I intended penning this short review at the beginning of the week, but, despite receiving reassuring messages from all directions that there was nothing in it, the bookmakers having our manager as favourite for the Sunderland job led me to delay it by a few days.
One of my very best friends is a Sunderland fan. He was the first to alert me to the news up there that our manager was on their radar. He wasn't best pleased and when I looked at some of their forums and on social media I couldn't believe what I was reading.
|Scott Arfield scored the first goal of the season|
This was a group of fans who had not bothered to do any research at all and could only see a failed manager, and Sunderland have had plenty of those in recent years.
On the subject of failed managers, it reminded me that back in 2010 we appointed Brian Laws who had just been sacked by a Championship club. It looks as though Newcastle are about to do just the same.
Back to Sunderland and the only comment I read that even suggested he might be a decent appointment came from a Blackburn fan on the Sunderland Echo web site. It read: "As a Blackburn fan I sincerely hope you take Dyche from the Dingles. What he has done there is nothing short of a miracle.
"You want a 'big name' but it's mostly folly. What you'll end up with is an unproven foreigner. What you lot need is stability, backbone and an ability to get the best out of the players.
──────────────────────────────
- **Aim 1**:
In the records, rewrite the lines from the one containing "window you can find." through the one containing "(1129, 507), (1236, 554)", changing "car window" to "side mirror" and leaving everything else as it is.
──────────────────────────────
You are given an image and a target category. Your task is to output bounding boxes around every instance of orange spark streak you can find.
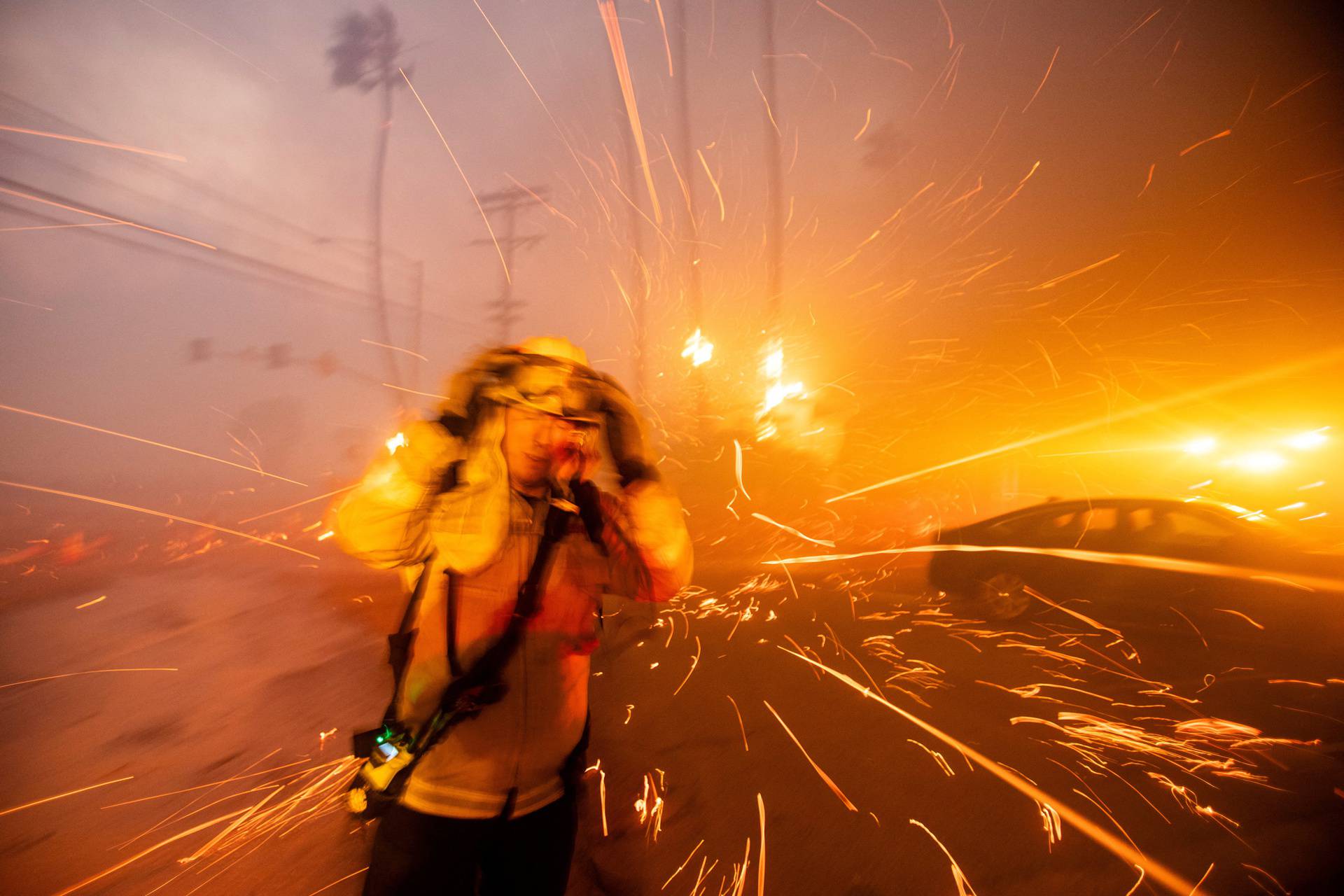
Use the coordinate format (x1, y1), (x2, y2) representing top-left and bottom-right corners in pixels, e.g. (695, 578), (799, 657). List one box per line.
(723, 693), (751, 752)
(653, 0), (676, 78)
(0, 187), (219, 251)
(235, 482), (359, 525)
(659, 839), (704, 889)
(1180, 127), (1233, 156)
(359, 339), (428, 361)
(0, 405), (308, 489)
(383, 383), (447, 399)
(0, 125), (187, 161)
(504, 174), (578, 228)
(596, 0), (663, 227)
(751, 71), (783, 137)
(817, 0), (878, 52)
(757, 794), (764, 896)
(0, 220), (121, 233)
(0, 666), (177, 690)
(761, 704), (859, 811)
(140, 0), (279, 83)
(695, 149), (726, 220)
(751, 513), (836, 548)
(472, 0), (612, 223)
(1021, 47), (1060, 113)
(0, 775), (134, 816)
(910, 818), (976, 896)
(827, 349), (1344, 504)
(938, 0), (954, 50)
(308, 865), (368, 896)
(396, 69), (513, 284)
(0, 479), (321, 560)
(55, 807), (250, 896)
(853, 106), (872, 142)
(1027, 253), (1124, 293)
(1263, 71), (1329, 111)
(672, 636), (700, 697)
(104, 759), (311, 808)
(1134, 161), (1157, 199)
(780, 648), (1192, 896)
(0, 295), (57, 312)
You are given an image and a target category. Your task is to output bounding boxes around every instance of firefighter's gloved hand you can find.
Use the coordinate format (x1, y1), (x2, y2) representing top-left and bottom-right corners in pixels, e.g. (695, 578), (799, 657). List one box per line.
(393, 421), (461, 489)
(438, 348), (520, 438)
(594, 376), (659, 488)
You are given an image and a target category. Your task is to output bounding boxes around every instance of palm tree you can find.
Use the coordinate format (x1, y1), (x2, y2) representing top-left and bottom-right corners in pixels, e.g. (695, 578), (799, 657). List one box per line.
(327, 4), (405, 386)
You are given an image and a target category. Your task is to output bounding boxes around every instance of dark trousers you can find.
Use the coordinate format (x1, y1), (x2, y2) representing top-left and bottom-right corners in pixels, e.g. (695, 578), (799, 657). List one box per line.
(364, 794), (578, 896)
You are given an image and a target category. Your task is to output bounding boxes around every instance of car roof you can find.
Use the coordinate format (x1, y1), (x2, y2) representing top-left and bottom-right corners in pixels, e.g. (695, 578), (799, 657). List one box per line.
(970, 497), (1250, 525)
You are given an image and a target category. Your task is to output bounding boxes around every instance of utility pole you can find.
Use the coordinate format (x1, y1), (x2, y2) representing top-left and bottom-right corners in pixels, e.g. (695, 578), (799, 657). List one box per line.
(672, 0), (706, 421)
(472, 187), (546, 345)
(761, 0), (783, 332)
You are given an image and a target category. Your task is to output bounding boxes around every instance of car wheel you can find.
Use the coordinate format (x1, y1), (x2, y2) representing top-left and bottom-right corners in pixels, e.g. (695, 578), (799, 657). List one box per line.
(970, 570), (1031, 622)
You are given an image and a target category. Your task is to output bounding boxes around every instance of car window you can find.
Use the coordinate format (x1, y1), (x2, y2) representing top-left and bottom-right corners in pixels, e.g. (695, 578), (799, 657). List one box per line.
(1129, 507), (1236, 554)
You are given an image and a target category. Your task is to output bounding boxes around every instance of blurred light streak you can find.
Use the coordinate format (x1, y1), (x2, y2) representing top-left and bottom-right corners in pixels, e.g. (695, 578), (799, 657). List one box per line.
(0, 775), (134, 816)
(0, 220), (122, 230)
(472, 0), (612, 220)
(723, 693), (751, 752)
(596, 0), (663, 228)
(757, 794), (764, 896)
(777, 645), (1192, 896)
(54, 807), (251, 896)
(308, 865), (368, 896)
(910, 818), (976, 896)
(672, 636), (700, 697)
(1021, 47), (1062, 113)
(395, 69), (513, 283)
(104, 759), (309, 808)
(761, 698), (859, 811)
(853, 106), (872, 142)
(1263, 70), (1329, 111)
(695, 148), (726, 220)
(234, 482), (359, 525)
(827, 349), (1344, 504)
(380, 383), (449, 400)
(817, 0), (878, 52)
(659, 839), (704, 889)
(359, 339), (428, 361)
(0, 479), (321, 560)
(1027, 253), (1124, 293)
(0, 405), (308, 489)
(1180, 127), (1233, 156)
(140, 0), (279, 81)
(0, 125), (187, 161)
(751, 513), (836, 547)
(0, 187), (219, 251)
(0, 666), (177, 690)
(0, 295), (53, 312)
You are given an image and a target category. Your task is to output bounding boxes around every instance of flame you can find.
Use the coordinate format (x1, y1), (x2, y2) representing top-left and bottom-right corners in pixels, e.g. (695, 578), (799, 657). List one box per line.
(681, 326), (714, 367)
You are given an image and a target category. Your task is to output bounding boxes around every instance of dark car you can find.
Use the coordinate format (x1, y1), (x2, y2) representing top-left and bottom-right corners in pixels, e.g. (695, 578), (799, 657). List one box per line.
(929, 498), (1344, 649)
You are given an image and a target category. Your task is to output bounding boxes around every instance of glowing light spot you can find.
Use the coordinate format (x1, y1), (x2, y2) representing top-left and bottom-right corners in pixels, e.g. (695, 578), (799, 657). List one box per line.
(681, 326), (714, 367)
(1231, 451), (1287, 473)
(1185, 435), (1218, 456)
(1284, 426), (1331, 451)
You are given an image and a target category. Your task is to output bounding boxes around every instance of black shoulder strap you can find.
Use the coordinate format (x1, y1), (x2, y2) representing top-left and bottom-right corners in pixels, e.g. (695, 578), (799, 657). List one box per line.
(412, 504), (574, 764)
(383, 461), (462, 722)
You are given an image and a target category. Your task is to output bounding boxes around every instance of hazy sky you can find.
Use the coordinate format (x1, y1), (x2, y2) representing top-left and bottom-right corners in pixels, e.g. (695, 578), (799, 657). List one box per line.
(0, 0), (1344, 518)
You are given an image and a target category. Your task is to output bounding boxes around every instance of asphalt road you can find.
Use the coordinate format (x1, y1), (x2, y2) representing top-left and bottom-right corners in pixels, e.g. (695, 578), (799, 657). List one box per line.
(0, 547), (1344, 896)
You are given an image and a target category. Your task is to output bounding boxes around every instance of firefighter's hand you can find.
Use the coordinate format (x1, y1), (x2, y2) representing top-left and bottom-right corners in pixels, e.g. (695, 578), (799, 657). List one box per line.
(596, 377), (659, 488)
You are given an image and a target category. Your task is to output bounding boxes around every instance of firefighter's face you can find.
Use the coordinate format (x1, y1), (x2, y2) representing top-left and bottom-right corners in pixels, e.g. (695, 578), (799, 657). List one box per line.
(504, 406), (571, 493)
──────────────────────────────
- **Aim 2**:
Copy the passage of the review that starts at the words "Back to Sunderland" and ends with "of the players.".

- **Written answer 1**:
You are given an image and a target category. Your task is to output bounding boxes around every instance of side mirror you can find.
Use the coordinate format (x1, y1), (x2, y2) representing top-left and bottom-right corners in pixels, e.g. (695, 578), (799, 657). List one box per line.
(1129, 507), (1236, 554)

- **Written answer 2**:
Back to Sunderland and the only comment I read that even suggested he might be a decent appointment came from a Blackburn fan on the Sunderland Echo web site. It read: "As a Blackburn fan I sincerely hope you take Dyche from the Dingles. What he has done there is nothing short of a miracle.
"You want a 'big name' but it's mostly folly. What you'll end up with is an unproven foreigner. What you lot need is stability, backbone and an ability to get the best out of the players.